**Instruction**
Repeat, exactly and completely, the entries shown underneath.

※

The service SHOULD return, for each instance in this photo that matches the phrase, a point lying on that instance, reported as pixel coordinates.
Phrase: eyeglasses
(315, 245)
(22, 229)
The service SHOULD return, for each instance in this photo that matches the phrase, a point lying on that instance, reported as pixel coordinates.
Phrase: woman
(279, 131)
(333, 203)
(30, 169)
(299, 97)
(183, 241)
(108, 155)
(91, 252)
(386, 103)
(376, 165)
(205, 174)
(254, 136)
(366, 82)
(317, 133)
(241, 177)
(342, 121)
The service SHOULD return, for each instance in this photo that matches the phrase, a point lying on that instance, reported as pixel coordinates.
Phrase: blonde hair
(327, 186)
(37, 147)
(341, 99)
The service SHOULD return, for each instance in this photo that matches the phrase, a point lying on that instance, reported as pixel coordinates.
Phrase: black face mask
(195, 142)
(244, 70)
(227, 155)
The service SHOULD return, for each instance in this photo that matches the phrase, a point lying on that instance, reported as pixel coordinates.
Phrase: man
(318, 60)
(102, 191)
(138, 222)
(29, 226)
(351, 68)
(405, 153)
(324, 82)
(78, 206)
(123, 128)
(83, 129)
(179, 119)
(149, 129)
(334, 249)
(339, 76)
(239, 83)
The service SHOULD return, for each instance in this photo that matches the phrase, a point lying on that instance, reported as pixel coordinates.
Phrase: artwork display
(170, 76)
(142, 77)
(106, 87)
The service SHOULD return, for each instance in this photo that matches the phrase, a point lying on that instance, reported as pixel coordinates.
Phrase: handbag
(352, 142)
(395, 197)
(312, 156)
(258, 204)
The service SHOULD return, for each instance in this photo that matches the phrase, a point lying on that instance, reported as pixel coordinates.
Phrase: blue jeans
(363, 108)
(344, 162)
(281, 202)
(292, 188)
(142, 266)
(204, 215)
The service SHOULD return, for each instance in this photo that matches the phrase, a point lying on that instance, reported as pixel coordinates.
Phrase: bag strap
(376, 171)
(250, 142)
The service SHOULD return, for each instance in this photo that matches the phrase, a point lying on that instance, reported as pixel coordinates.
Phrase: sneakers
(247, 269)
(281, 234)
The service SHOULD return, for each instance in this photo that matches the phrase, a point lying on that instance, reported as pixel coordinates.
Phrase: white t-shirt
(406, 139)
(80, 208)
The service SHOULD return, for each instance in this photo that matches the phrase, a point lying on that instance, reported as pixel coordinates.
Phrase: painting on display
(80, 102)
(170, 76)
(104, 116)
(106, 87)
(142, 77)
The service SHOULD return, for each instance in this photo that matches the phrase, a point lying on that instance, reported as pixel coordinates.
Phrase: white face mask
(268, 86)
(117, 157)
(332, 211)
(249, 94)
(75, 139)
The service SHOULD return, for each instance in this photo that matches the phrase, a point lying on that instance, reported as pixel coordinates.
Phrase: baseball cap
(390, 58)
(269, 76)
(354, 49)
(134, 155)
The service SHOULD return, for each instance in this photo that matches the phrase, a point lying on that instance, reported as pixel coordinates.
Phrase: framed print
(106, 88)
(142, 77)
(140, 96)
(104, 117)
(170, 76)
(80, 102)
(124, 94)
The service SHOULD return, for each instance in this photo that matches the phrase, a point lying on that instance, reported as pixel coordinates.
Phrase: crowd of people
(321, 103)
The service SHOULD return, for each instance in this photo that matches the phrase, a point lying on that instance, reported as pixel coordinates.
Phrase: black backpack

※

**Answer for the task**
The service SHOULD return, for each instance in this photo that matches the phrase, a point lying on that instance, reported as pixel coordinates.
Phrase: eyeglasses
(315, 245)
(22, 229)
The service SHOULD return, for each instance in this photo that matches the phrase, a point lying on that instance, reported as pixel coordinates.
Phrase: woman
(279, 131)
(333, 203)
(30, 169)
(299, 97)
(183, 241)
(108, 155)
(91, 252)
(386, 103)
(376, 165)
(205, 174)
(254, 136)
(366, 82)
(317, 133)
(241, 177)
(342, 121)
The service SHOULD return, for each instance in this photo that matches the phrase, a point lying on that instance, reported as pixel coordinates.
Phrase: blonde hair
(327, 186)
(37, 147)
(341, 99)
The service SHOULD return, for each instance in this photo that matches the phrase, a point lying on that instance, reported as pixel coordinates.
Phrase: black face mask
(195, 142)
(244, 70)
(227, 155)
The service SHOULD return, for each instance in this photo that matches the phrase, a point lying on that instance, reported as pixel coordinates.
Phrase: man
(318, 60)
(102, 191)
(138, 222)
(29, 226)
(351, 68)
(405, 153)
(324, 82)
(78, 206)
(123, 128)
(83, 129)
(179, 119)
(149, 129)
(334, 249)
(339, 76)
(239, 83)
The service SHOULD return, for each instance in this photo that matches the phrase, a point lying on that instance, reported as pixel coordinates.
Phrase: artwork display
(170, 76)
(142, 77)
(106, 87)
The service SHOULD return, for each instance in this photo that matches the phrase, a point lying on that instance, reported as pixel coordinates.
Phrase: handbag
(352, 142)
(395, 197)
(312, 156)
(258, 204)
The service SHOULD return, for each instance in this photo that matches the phrase, a point lying on that instance, reported as pixel coordinates.
Phrase: blue jeans
(363, 108)
(344, 162)
(281, 202)
(292, 188)
(142, 266)
(204, 215)
The service SHOULD return, for each instance in this photo that matches the phrase, a point lying on that instance, reported as pixel coordinates.
Phrase: bag strap
(376, 171)
(250, 142)
The service SHOULD return, for each instance in this photo that matches the phrase, a point lying on that instance, reported as pixel coordinates.
Phrase: sneakers
(247, 269)
(281, 234)
The service SHOULD return, for each instance in this photo that matches the phrase, a point lying on that instance, reported as pixel coordinates.
Phrase: white t-shirt
(406, 139)
(80, 208)
The service SHOULD return, for each instance in this photo that matches the phrase, a point lying on that instance, reported as pixel coordinates.
Phrase: painting on display
(80, 102)
(170, 76)
(104, 116)
(106, 87)
(142, 77)
The service SHOULD return, for each instance in this photo that matches the phrase, a point lying on that instance, reported as pixel coordinates.
Phrase: white face mask
(268, 86)
(117, 157)
(332, 211)
(249, 94)
(75, 139)
The service SHOULD return, for each instance in this photo that matches the phrase, a point lying on that instance, reported as pixel coordinates.
Phrase: baseball cap
(390, 58)
(269, 76)
(354, 49)
(134, 155)
The service SHOULD return, for each instance in this photo that matches the phrase, a point lying on that instance, reported as pixel coordinates.
Phrase: framed print
(106, 88)
(142, 77)
(140, 96)
(104, 117)
(170, 76)
(80, 102)
(124, 94)
The service SHOULD return, for each instance in this photo that matches the phrase, a point lying on that instance, reported as pixel coordinates.
Phrase: crowd of people
(321, 103)
The service SHOULD return, for each instance in this photo that matches the phrase, a point lying on that instance, reported as pixel coordinates.
Phrase: black backpack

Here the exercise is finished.